* **BRIEF**
Reproduce every one of the lines below word for word, changing nothing.

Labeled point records
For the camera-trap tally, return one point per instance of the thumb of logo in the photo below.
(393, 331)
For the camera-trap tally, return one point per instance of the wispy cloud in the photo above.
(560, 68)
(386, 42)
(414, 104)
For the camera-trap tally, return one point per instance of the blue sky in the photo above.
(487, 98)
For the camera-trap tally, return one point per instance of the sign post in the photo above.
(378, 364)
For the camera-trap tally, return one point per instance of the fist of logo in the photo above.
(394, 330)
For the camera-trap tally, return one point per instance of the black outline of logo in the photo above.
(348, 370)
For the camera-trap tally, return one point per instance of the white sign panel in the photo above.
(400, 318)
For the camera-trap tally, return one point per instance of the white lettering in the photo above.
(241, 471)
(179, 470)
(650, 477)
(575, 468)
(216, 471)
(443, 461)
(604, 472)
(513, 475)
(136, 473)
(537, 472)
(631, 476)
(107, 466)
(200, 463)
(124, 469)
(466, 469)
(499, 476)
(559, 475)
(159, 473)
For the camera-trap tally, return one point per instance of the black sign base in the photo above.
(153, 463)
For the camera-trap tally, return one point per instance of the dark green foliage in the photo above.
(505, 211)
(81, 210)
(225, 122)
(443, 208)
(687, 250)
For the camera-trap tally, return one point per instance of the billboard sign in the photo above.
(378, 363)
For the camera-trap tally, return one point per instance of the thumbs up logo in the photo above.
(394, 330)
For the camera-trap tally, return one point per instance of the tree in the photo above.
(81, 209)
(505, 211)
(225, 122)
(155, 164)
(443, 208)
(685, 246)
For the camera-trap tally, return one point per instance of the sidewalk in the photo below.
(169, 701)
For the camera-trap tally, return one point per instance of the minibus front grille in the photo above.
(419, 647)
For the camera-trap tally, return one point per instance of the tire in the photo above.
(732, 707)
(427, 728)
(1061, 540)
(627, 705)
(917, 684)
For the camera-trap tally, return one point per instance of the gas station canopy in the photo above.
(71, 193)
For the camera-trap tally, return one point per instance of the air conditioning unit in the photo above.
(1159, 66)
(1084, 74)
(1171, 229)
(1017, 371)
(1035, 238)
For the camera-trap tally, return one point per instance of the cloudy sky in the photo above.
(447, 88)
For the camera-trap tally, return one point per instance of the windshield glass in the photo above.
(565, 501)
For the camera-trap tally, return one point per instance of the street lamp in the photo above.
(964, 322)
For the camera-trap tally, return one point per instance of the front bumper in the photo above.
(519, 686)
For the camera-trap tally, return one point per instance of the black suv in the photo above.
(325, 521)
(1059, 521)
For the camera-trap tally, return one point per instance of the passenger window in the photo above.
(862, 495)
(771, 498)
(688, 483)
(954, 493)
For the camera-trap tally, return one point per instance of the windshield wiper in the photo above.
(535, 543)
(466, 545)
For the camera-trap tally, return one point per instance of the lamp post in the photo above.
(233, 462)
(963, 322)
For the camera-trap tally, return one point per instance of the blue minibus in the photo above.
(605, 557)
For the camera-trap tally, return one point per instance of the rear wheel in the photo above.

* **OUTPUT OF THE TASK**
For the camera-trap tally, return one point per instance of the thumb of logo in the photo below.
(393, 331)
For the camera-trap tally, return one point per instance of the wispy cloud in the photo above.
(560, 68)
(386, 42)
(414, 104)
For the camera-trap tally, return one point per instance of the blue sky in the photo above.
(487, 98)
For the camera-trap tally, return one point per instance of the sign post in the photo above.
(378, 364)
For the camera-trap tally, return one point per instance of the fist of logo in the photo above.
(394, 330)
For the camera-trap tally, return one point per instance of the black outline of logo in the photo above.
(348, 370)
For the camera-trap tally, return one point per instance of the white sign panel in the photo above.
(400, 318)
For the camera-trap tally, return one point per instance of the white lettering in the photo above.
(241, 471)
(179, 470)
(650, 477)
(575, 468)
(216, 471)
(443, 461)
(604, 472)
(513, 475)
(136, 473)
(537, 472)
(631, 476)
(107, 466)
(200, 463)
(124, 469)
(466, 469)
(499, 476)
(559, 475)
(159, 473)
For the camera-trap tally, return one point per instance of the black sign base in the photo above.
(153, 463)
For the camera-trap tally, return one point per instance of the dark green foliage in the photo above.
(505, 211)
(81, 210)
(225, 122)
(443, 208)
(687, 250)
For the camera-trap tally, return one point per instance of the billboard sign in the photo above.
(378, 363)
For the camera-trap tally, return one point per instance of the thumbs up logo in the photo above.
(394, 330)
For the camera-trap tally, return one point per instance of the tree in the photo above.
(81, 209)
(505, 211)
(225, 122)
(155, 164)
(443, 208)
(685, 246)
For the camera-trap tally, return one point per instance of the sidewalk in the photo below.
(169, 701)
For the camera-trap tally, return one point per instance of the minibus front grille in the photo above.
(419, 647)
For the camera-trap tally, return one point per instance of the tire in the photo above.
(732, 707)
(427, 728)
(1061, 540)
(627, 705)
(917, 684)
For the camera-trap tally, return one point per instance of the gas station canopy in the photo above.
(71, 193)
For the camera-trap tally, return one point per instance of the air conditioning unit in the photo above.
(1159, 66)
(1084, 74)
(1171, 229)
(1017, 371)
(1035, 238)
For the camera-trap tally, return one point per instance of the cloudy sky in the photo above.
(447, 88)
For the camera-trap tally, return one point per instance of the windshield glass in the photo above.
(565, 501)
For the camera-trap tally, return one point per instance of the street lamp in the photo above.
(964, 322)
For the camera-trap tally, return one point per instance of the front bumper in the photo above.
(519, 686)
For the camera-trap tally, return one point per instance of the black suv in the photo above.
(325, 521)
(1059, 521)
For the camera-trap tally, return one point per instance of the passenger window in the photo above.
(862, 495)
(771, 498)
(688, 483)
(954, 493)
For the camera-trap tally, return one point per instance of the windshield wiper in the photo above.
(535, 543)
(466, 545)
For the camera-trap tally, return one point per instance of the lamp post in the photo above.
(233, 462)
(963, 322)
For the camera-trap tally, return one point per instance of the blue minibus in the photo above.
(605, 557)
For the camera-trap tally, return one point per instance of the rear wheel in the photo above.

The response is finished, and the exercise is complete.